**Письменное задание**. Переведите на английский язык предложение из текста о воспитании в «Mine-Haha»: «Сама Гертруда была совершенным воплощением своего искусства».

На своем эстетическом культе Ведекинд строит систему воспитания. Впрочем, это слишком сильно сказано: система воспитания. „Mine-Haha“ есть нечто среднее между воспитанием молодых девушек и тренировкой мускулатуры. До девяти-десятилетнего возраста девочки и мальчики живут совместно. Они спят в общей спальне и целыми часами барахтаются в пруде. Прекрасная Гертруда учит их ходить. О, это не простое искусство! Гертруда приподнимает слегка колено и выбрасывает вперед конец ноги; затем она медленно опускает пяту, но земли касается не раньше, чем ступня вплоть до большого пальца образует прямую линию с голенью. Ее полное, круглое, но нежно оформленное колено распрямляется в тот самый момент, когда пята касается земли. Но главное — это бедра. Они должны при ходьбе оставаться совершенно спокойными. И в то же время все движения, как в верхней части тела, так и в ногах, вплоть до кончиков пальцев, должны исходить из бедер и ими управляться. При ходьбе — так учила прекрасная Гертруда — не нужно ощущать земли под ногами, не нужно чувствовать самих ног, нужно только чувствовать, что имеешь бедра. Сама Гертруда была совершенным воплощением своего искусства. Когда она двигалась на вас, вам совершенно не казалось, что у нее есть тело известной тяжести. Вы видели только формы. И самые формы вы почти забывали из-за красоты движений.

**Сохранённые данные**.
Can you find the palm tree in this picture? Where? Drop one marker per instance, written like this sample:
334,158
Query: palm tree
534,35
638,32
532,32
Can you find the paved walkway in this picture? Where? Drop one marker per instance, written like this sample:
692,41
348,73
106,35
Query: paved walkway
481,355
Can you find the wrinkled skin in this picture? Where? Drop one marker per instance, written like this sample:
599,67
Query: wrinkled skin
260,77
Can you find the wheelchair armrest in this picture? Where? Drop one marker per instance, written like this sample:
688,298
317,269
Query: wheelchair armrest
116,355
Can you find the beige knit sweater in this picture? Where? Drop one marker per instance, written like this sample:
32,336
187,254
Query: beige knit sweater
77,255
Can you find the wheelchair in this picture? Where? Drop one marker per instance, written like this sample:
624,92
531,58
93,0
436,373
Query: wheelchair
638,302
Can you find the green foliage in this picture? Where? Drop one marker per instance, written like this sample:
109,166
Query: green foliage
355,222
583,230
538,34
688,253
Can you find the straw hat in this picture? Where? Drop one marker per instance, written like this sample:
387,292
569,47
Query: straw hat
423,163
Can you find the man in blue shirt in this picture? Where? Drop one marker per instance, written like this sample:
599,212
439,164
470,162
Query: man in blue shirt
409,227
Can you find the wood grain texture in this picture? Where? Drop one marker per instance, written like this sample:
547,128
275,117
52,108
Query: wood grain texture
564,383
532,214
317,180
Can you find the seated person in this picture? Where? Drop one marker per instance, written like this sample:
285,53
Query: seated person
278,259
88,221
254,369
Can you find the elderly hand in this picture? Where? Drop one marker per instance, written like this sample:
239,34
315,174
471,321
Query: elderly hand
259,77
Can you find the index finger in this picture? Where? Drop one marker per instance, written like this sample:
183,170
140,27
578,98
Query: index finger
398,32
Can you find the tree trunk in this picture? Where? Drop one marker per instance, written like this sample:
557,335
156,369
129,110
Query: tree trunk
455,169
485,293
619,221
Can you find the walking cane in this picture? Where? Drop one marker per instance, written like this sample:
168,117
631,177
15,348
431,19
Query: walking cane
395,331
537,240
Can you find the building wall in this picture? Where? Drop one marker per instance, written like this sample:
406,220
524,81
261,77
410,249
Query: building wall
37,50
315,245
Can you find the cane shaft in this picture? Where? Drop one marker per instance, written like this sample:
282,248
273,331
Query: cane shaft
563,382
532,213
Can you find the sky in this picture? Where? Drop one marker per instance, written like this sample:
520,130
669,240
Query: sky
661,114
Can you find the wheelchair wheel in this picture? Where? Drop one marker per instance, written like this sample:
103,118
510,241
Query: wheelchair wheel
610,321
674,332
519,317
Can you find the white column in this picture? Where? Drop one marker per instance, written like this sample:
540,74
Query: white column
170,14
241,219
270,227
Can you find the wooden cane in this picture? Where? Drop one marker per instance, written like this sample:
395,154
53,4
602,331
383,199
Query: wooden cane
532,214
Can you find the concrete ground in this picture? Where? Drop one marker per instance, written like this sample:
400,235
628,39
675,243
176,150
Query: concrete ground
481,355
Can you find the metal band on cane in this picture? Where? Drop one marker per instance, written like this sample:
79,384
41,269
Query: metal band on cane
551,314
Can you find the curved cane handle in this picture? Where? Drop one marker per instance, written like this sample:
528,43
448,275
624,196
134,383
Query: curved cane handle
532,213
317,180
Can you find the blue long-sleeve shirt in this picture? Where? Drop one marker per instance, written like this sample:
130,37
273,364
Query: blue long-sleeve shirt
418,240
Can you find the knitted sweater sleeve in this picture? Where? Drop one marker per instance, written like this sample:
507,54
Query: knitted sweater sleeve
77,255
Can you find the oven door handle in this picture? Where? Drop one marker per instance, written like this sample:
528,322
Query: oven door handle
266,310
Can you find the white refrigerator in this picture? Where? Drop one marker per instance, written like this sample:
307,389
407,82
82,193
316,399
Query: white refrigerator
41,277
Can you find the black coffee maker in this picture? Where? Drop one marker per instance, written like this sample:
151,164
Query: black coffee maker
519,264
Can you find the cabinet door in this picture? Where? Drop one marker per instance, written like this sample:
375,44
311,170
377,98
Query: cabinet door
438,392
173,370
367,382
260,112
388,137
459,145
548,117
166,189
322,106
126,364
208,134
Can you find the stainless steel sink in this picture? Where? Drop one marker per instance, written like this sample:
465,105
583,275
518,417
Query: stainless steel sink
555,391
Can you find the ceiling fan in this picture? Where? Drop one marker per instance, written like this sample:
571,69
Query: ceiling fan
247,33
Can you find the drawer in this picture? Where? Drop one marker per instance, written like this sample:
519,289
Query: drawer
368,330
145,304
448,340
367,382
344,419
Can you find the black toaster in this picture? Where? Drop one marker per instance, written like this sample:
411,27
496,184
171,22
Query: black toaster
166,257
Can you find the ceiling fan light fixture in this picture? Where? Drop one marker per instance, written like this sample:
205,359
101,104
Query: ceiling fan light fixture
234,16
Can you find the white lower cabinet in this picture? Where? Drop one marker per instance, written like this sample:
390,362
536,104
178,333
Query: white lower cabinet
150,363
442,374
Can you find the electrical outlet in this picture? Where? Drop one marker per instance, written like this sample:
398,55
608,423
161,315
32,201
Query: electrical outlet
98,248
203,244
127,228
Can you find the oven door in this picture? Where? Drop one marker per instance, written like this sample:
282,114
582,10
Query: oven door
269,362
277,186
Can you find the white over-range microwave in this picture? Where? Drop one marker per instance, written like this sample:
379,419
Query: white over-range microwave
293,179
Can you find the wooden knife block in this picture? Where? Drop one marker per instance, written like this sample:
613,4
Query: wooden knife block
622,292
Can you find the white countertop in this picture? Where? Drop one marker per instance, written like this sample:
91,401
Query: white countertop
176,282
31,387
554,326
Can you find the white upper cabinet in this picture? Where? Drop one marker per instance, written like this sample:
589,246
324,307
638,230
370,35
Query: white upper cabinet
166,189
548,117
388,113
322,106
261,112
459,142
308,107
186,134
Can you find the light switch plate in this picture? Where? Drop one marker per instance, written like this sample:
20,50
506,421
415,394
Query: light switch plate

**Результат выполнения**. Gertrude herself was the perfect embodiment of her art.